[SUPPLIED DATA]:
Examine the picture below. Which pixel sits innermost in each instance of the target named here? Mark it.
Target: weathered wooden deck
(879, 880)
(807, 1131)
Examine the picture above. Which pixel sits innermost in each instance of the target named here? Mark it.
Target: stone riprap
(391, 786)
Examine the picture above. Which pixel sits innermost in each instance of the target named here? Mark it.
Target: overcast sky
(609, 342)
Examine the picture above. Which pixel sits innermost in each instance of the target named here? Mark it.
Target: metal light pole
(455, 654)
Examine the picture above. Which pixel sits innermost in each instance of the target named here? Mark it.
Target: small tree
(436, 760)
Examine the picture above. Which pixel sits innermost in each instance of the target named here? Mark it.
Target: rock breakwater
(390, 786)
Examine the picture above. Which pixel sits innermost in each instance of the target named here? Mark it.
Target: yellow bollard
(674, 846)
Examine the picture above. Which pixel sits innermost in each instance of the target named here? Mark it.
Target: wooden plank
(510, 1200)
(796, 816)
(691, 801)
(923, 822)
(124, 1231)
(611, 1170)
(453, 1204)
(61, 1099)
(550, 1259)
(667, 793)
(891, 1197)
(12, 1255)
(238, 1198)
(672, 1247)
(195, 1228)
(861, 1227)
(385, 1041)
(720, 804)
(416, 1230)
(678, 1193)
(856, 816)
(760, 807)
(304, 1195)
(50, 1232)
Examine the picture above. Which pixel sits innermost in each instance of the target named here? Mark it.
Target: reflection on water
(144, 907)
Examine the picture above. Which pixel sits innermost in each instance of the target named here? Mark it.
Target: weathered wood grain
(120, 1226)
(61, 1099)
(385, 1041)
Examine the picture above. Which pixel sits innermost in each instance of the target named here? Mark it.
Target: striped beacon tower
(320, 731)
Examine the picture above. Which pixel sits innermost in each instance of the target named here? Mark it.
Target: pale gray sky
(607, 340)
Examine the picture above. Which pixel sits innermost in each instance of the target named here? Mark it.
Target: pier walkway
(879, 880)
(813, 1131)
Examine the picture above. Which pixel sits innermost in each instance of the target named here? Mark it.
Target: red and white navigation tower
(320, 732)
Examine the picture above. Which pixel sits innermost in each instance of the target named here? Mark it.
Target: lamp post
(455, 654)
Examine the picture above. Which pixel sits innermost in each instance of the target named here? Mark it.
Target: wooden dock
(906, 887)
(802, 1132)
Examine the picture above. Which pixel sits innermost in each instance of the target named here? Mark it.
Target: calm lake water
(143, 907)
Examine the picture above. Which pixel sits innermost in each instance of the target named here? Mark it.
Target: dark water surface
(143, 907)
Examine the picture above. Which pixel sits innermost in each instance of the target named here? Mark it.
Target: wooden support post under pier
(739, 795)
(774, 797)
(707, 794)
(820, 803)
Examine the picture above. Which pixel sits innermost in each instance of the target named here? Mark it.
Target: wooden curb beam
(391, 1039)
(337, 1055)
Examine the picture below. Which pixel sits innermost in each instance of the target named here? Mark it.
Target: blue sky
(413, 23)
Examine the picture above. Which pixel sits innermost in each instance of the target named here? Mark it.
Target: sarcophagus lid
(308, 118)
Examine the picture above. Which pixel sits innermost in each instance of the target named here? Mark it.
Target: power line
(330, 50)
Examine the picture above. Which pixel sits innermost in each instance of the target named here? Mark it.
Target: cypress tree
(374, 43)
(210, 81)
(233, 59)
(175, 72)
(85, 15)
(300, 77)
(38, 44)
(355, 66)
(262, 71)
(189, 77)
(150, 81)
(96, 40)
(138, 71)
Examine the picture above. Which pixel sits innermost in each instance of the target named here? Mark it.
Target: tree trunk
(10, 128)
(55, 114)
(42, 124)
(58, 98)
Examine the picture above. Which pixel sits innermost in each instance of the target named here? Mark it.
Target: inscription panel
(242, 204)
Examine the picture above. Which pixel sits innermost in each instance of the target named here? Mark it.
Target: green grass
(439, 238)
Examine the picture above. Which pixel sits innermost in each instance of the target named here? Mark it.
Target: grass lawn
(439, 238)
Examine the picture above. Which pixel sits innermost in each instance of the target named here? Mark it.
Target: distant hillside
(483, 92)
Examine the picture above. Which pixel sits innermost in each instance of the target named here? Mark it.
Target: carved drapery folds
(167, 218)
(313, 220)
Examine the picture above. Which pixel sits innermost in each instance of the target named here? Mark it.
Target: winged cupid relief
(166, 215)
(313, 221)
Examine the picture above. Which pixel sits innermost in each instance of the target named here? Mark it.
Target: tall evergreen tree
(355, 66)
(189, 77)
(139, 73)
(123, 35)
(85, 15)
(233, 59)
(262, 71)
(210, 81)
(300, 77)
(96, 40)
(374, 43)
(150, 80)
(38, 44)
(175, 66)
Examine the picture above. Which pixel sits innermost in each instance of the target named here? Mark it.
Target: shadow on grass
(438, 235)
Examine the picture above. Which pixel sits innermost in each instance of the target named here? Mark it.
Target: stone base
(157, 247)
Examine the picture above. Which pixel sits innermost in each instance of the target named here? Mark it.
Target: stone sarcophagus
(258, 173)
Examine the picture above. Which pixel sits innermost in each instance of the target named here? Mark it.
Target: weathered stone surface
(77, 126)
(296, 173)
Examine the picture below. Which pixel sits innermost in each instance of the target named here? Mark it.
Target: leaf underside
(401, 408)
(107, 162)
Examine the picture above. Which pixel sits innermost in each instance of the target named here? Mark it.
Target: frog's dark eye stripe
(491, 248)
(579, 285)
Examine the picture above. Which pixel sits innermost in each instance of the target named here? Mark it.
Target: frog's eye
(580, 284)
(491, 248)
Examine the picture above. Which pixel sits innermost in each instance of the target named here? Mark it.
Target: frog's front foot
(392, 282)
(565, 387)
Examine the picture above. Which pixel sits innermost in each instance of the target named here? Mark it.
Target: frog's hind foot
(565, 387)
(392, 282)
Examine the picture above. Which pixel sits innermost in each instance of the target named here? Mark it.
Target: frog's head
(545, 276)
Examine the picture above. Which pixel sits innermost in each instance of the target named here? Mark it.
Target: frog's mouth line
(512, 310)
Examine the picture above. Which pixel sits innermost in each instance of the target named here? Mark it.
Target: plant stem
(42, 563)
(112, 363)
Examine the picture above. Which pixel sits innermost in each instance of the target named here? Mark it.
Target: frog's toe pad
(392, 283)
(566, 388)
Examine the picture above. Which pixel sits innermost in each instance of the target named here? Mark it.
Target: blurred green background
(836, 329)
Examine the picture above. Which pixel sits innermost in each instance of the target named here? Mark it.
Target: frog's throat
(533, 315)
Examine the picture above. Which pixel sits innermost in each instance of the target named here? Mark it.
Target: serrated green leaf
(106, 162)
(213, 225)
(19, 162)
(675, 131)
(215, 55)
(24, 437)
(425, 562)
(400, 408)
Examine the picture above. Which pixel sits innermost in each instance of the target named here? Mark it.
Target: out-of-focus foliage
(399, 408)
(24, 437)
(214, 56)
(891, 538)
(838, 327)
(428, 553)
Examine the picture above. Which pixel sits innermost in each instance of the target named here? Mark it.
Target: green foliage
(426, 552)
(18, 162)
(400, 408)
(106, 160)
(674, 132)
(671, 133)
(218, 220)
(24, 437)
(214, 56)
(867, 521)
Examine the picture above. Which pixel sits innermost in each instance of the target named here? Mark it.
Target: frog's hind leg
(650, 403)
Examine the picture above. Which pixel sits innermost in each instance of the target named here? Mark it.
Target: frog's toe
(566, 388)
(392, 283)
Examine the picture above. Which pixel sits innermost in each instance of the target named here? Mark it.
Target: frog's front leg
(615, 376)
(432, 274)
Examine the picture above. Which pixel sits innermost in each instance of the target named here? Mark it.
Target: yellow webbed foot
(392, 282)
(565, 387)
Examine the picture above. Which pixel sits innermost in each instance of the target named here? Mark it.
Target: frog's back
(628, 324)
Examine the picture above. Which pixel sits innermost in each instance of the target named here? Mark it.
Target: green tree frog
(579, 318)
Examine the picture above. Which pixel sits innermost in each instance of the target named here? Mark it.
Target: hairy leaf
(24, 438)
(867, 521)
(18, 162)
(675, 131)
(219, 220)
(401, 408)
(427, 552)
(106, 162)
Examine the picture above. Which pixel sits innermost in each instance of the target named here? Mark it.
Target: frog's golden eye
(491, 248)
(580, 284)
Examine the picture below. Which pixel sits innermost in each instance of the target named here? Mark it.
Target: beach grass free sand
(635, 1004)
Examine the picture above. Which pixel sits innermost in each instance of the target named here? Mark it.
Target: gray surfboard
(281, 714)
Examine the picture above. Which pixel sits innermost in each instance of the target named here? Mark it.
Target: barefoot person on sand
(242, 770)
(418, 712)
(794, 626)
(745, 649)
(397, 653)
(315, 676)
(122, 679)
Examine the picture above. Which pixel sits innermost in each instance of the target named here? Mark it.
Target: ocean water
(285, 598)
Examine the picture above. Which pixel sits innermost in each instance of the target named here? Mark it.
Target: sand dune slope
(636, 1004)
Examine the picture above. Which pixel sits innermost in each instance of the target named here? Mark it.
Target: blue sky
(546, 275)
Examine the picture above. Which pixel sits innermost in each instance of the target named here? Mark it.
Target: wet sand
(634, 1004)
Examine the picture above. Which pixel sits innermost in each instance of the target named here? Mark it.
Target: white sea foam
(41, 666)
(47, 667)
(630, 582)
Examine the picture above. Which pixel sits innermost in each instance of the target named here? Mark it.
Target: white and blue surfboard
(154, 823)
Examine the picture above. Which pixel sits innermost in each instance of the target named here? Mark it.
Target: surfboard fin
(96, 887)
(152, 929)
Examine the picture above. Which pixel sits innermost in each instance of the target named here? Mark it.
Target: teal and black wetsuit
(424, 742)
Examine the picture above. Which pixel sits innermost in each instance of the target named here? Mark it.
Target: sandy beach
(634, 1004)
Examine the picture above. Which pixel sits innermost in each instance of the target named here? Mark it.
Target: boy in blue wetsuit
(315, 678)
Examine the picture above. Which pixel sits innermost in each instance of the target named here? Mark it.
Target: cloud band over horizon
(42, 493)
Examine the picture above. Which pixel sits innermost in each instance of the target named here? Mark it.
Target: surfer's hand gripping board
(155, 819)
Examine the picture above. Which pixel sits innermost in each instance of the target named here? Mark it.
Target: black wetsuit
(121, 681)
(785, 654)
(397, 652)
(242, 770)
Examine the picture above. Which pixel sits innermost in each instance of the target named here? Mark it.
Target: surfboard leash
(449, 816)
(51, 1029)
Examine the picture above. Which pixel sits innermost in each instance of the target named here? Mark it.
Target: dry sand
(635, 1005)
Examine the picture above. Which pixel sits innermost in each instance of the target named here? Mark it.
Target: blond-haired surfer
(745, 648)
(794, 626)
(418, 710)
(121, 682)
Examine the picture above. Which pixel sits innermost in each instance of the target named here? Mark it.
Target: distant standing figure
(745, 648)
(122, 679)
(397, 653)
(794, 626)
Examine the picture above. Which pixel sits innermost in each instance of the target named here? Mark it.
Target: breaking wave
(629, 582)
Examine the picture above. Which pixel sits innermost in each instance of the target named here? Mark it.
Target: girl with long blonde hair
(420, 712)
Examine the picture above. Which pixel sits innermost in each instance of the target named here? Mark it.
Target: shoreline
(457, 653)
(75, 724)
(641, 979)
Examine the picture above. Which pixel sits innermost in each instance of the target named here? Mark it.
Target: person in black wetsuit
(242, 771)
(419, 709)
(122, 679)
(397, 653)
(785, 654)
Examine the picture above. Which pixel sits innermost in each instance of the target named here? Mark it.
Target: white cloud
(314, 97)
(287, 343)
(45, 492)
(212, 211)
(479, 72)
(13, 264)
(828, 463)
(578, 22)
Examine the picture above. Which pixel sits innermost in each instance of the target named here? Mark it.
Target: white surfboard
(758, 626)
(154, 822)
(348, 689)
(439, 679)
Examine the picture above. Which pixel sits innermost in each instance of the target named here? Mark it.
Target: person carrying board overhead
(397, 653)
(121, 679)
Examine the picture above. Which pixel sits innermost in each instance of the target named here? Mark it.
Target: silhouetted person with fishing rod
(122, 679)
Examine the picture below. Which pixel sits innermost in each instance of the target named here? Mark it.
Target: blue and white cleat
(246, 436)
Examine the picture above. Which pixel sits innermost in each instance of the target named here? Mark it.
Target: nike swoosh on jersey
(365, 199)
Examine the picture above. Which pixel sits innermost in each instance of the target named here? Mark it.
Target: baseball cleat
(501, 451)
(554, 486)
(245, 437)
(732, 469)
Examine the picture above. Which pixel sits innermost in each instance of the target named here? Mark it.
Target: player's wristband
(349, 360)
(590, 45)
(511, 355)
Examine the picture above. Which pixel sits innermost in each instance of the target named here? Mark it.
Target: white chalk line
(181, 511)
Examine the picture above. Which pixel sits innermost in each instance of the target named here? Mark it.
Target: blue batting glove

[WHAT THE EXERCISE ASKS]:
Pull out each line of the material above that contains the string "grass", copying every one in full. Treat the match as case-sensitive.

[OUTPUT]:
Target: green grass
Target: grass lawn
Target: shadow on grass
Target: beach grass free sand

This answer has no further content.